Records of labeled points:
-- BEGIN --

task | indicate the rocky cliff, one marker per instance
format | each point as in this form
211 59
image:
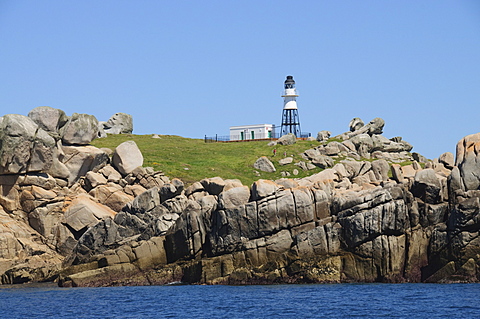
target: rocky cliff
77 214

-- END --
-- BEGIN --

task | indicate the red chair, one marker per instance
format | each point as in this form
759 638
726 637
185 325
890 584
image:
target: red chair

-- END --

Work to be completed:
Copy the stretch from the line containing "task | indicate the red" through the line containing "target: red chair", changing "marker" to "dot" and leaving everything else as it is.

Result for this exercise:
task | indicate the red chair, one dot per instance
format | each point as in this form
759 638
726 637
185 325
890 584
image:
target: red chair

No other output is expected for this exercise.